SUPPLIED MATERIAL:
================================
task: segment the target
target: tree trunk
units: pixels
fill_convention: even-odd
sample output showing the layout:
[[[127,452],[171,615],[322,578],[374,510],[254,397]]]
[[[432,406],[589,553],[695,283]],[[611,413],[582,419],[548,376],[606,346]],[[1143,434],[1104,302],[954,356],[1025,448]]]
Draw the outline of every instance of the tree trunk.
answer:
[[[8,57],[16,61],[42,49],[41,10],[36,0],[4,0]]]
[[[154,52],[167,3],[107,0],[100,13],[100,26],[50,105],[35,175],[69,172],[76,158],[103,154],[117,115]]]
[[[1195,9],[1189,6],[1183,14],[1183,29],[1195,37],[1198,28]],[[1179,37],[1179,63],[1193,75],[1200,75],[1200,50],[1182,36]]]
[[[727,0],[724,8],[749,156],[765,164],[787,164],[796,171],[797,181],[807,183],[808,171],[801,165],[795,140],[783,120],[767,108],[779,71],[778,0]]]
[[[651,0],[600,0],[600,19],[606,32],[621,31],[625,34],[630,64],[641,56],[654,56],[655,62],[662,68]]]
================================
WHAT IS BEING ASKED: Starting at the line that contains "sample output showing", output each remaining line of the listing, the last line included, exactly as it appears.

WRITTEN RESPONSE:
sample output showing the layout:
[[[127,452],[171,615],[322,578],[374,510],[254,397]]]
[[[432,406],[589,553],[695,283]],[[611,413],[582,419],[548,376],[606,346]],[[1143,434],[1104,302],[954,356],[1025,448]]]
Draw the outline of every instance of the tree trunk.
answer:
[[[8,57],[16,61],[42,49],[41,10],[36,0],[4,0]]]
[[[154,52],[167,3],[107,0],[100,13],[100,26],[50,105],[35,175],[69,172],[76,158],[103,154],[117,115]]]
[[[1195,9],[1189,6],[1183,14],[1183,29],[1195,37],[1198,28]],[[1179,37],[1179,63],[1193,75],[1200,75],[1200,50],[1182,36]]]
[[[727,0],[724,8],[749,156],[765,164],[787,164],[796,171],[797,181],[807,183],[808,171],[801,165],[795,140],[783,120],[767,108],[779,71],[778,0]]]
[[[651,0],[600,0],[600,19],[606,32],[621,31],[625,34],[630,64],[641,56],[654,56],[655,62],[662,68]]]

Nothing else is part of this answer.